-- Begin Document passage --

How to 'mental hug' your employees?

Secrecy has long been a characteristic of business, politics and other aspects of life. Fear of losing an advantage, letting a competitor get ahead or simply not clinging onto one’s precious possessions is a feature of many societies.

You see it in the home. Children are told little about their parent’s lives and work. Even wives often know only the sparsest information about their husband’s job.

You see it in business negotiations. Every effort is made to reduce the price; little is done to reconcile the goals of the two parties.

Telling the other side what we want might show our hand to our disadvantage. But good negotiation is not about beating the devil out of the other side, it is about arriving at a situation that suits both parties.

You see it in training the young and, today, the middle aged who have to be brought up to date with new technologies, philosophies and practices.

-- End Document passage --
-- Begin Record list --

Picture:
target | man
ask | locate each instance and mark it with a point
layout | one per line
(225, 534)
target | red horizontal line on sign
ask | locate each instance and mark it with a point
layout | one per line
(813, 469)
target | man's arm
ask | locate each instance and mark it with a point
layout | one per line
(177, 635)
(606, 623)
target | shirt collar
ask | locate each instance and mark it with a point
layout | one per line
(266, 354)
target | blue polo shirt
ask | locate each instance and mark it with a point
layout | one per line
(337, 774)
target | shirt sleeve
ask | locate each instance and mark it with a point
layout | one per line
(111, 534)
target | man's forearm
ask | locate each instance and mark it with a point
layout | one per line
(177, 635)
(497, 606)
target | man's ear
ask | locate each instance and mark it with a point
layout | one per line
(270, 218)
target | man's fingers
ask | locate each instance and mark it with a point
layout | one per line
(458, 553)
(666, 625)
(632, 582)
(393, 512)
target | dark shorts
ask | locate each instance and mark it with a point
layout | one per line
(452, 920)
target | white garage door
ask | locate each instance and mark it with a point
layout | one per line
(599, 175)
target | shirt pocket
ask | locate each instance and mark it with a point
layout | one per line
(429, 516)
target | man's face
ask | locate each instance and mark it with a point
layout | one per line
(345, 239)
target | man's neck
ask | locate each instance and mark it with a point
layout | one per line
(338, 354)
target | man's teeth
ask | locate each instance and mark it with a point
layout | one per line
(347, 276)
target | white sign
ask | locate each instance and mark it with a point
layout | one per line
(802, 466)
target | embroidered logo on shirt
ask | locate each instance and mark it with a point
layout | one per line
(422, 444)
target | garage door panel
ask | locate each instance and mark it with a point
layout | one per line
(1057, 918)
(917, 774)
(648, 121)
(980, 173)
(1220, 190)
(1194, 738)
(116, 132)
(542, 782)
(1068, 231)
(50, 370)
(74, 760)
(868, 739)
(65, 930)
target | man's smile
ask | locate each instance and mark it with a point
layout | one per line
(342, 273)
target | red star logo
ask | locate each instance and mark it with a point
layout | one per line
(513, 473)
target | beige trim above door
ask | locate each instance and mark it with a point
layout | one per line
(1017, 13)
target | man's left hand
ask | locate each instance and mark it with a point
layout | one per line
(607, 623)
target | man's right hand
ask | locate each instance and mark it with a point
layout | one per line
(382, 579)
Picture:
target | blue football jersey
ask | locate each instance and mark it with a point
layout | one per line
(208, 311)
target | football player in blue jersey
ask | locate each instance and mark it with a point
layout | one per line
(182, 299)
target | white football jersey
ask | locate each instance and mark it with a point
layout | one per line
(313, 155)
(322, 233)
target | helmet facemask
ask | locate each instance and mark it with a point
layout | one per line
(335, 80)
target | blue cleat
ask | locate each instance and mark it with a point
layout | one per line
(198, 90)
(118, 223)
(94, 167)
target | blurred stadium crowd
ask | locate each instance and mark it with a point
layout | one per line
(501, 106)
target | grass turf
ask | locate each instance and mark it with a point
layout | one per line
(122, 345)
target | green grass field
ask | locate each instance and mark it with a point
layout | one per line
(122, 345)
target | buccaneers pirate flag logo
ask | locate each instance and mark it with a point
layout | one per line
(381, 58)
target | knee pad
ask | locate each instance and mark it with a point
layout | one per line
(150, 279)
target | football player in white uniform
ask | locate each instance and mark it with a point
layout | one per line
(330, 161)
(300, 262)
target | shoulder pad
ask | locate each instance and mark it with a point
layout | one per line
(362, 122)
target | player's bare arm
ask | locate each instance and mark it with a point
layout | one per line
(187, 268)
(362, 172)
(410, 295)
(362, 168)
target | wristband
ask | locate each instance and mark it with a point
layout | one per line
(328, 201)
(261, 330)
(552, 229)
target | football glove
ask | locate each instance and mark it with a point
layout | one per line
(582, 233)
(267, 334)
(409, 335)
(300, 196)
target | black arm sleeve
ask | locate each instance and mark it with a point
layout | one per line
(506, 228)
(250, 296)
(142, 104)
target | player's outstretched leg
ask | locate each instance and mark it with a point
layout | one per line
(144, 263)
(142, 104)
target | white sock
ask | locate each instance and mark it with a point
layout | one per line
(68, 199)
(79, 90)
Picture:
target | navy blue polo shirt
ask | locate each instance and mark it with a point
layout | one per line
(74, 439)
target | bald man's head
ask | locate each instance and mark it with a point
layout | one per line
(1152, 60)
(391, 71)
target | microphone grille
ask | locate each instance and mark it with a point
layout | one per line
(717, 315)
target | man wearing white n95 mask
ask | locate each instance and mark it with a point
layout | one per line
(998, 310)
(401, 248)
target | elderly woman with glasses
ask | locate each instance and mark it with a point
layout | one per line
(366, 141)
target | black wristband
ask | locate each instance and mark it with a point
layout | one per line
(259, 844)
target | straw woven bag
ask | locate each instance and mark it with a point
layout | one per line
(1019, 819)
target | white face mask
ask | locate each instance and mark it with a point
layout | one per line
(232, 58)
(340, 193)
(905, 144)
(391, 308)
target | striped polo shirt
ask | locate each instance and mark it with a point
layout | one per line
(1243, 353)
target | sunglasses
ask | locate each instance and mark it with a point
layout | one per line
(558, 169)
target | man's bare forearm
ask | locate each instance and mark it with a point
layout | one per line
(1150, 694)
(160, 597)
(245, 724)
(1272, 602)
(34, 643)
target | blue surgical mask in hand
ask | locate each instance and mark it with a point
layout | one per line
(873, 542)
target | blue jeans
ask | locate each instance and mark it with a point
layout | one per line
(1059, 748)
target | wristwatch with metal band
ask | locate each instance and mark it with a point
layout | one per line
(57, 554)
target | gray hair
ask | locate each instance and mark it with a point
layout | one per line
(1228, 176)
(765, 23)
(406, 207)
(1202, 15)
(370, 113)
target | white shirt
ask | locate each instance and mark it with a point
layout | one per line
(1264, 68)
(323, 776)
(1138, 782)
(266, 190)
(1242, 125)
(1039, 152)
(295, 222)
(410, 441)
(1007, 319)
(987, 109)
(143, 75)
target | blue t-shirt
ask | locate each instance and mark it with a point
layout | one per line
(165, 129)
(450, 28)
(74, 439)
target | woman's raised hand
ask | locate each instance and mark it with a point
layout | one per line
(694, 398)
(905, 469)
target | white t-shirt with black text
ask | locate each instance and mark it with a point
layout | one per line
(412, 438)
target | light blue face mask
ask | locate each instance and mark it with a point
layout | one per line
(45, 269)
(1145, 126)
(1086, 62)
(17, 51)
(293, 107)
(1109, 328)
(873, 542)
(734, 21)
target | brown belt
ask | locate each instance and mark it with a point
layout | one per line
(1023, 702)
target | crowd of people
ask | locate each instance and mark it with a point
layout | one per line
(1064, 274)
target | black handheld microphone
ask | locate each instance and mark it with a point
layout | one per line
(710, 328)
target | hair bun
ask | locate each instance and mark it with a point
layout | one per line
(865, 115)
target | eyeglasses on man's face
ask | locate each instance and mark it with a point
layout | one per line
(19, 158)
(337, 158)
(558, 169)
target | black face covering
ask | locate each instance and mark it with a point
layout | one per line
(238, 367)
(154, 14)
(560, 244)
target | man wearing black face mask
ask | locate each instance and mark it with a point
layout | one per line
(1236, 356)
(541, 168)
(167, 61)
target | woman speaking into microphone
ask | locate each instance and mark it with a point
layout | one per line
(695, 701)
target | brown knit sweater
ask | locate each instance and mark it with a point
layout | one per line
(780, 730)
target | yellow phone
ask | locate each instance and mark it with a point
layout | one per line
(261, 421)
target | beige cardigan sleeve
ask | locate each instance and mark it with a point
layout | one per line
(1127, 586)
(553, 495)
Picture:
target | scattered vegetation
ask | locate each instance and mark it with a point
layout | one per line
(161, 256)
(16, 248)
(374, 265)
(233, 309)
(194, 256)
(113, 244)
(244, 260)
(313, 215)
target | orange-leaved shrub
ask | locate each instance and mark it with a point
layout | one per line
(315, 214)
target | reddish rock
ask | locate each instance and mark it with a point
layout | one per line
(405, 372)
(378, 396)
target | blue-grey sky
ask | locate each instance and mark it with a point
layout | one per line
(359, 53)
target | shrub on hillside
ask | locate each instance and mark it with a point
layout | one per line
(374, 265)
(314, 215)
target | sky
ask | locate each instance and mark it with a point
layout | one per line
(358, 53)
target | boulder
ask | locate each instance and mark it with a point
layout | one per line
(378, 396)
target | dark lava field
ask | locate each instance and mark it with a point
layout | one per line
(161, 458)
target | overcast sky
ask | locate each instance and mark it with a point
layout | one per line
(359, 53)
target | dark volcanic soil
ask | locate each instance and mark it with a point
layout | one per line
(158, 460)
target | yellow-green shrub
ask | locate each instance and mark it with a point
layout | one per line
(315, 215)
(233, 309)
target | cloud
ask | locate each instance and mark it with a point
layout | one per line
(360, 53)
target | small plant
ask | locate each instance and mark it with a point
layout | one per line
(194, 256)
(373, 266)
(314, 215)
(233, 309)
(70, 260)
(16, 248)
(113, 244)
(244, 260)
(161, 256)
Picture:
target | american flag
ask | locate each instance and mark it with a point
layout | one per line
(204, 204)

-- End Record list --

#### [Directions for this task]
Copy out the full passage on secrecy word for word. These items come from a separate source.

#### [Task solution]
How to 'mental hug' your employees?

Secrecy has long been a characteristic of business, politics and other aspects of life. Fear of losing an advantage, letting a competitor get ahead or simply not clinging onto one’s precious possessions is a feature of many societies.

You see it in the home. Children are told little about their parent’s lives and work. Even wives often know only the sparsest information about their husband’s job.

You see it in business negotiations. Every effort is made to reduce the price; little is done to reconcile the goals of the two parties.

Telling the other side what we want might show our hand to our disadvantage. But good negotiation is not about beating the devil out of the other side, it is about arriving at a situation that suits both parties.

You see it in training the young and, today, the middle aged who have to be brought up to date with new technologies, philosophies and practices.